■ GOAL ■
Pull out every line of the material below that contains the word "shirt".

■ DATA PROVIDED ■
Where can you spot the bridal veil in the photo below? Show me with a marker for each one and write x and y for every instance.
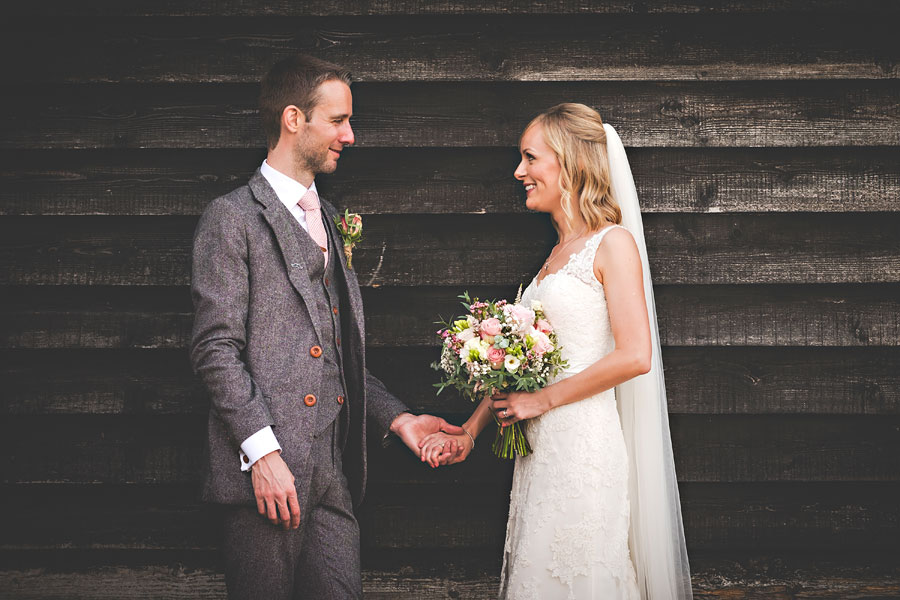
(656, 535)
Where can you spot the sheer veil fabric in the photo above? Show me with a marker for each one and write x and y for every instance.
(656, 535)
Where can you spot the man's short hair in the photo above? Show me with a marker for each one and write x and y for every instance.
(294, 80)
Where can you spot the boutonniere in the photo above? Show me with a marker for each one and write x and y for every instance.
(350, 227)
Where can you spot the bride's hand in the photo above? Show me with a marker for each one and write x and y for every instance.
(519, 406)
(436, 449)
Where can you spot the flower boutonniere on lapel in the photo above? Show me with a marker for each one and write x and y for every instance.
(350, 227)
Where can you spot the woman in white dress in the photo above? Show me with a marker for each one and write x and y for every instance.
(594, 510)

--

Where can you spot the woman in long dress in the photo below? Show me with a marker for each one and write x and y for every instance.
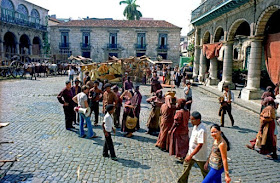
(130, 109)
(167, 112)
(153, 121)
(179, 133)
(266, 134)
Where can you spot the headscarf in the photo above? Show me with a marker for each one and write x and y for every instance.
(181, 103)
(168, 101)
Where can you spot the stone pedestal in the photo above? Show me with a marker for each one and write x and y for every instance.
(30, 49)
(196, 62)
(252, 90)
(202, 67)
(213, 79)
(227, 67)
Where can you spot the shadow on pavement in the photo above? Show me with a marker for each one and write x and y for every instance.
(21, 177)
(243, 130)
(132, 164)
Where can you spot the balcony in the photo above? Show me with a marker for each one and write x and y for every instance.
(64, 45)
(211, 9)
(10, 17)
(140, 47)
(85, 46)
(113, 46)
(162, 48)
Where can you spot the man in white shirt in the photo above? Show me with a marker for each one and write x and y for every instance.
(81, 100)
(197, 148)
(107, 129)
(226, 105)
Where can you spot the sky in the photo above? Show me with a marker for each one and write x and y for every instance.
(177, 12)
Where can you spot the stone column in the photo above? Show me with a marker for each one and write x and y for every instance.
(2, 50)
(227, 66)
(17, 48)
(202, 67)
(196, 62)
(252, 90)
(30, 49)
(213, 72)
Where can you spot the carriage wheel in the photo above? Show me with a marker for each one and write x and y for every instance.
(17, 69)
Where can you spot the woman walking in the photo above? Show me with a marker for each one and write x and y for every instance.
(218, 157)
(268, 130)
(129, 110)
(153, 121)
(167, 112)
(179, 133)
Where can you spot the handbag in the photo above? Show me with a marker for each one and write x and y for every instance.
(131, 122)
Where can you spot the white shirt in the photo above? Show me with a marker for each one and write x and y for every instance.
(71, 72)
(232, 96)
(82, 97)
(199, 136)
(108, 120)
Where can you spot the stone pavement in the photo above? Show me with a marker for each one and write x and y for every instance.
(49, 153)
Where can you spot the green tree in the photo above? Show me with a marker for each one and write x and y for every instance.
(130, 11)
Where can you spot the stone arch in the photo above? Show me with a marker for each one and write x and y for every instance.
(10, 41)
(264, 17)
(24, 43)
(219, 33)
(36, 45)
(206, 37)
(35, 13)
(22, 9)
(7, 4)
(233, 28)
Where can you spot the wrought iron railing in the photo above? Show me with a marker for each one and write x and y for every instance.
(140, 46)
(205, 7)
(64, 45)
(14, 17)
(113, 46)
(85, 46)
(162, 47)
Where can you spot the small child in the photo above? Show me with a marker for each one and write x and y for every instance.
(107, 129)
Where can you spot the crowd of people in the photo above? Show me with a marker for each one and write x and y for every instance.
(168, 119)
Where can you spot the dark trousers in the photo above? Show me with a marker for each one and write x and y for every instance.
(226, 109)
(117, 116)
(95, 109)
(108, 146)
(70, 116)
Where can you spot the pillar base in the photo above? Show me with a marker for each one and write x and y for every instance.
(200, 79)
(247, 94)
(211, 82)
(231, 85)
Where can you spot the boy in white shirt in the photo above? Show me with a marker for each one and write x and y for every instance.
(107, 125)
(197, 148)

■ FULL RESPONSE ■
Where can you spot the man in white shirt in the photo above? Show me with a marker for each one and write x and y for every instance.
Where can you spot the white shirt in the photo above? Show me with a marker for each one and write x and y for every instance.
Where can you spot the boy in white shirt in the photo above? Show me with a marker for each one and write x and y for every instance.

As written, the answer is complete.